##### Provided material #####

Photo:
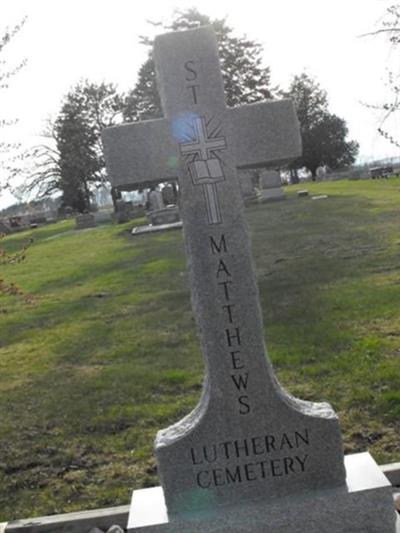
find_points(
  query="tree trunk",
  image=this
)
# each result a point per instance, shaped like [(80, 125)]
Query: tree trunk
[(294, 178)]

#####

**Exercise aim**
Please hand back every entry above exactly, with no images in the copy.

**Solved exercise**
Photo:
find_points(
  query="tree trunk",
  image=this
)
# each result a point per instance, shaped like [(80, 125)]
Query: tree trunk
[(294, 178)]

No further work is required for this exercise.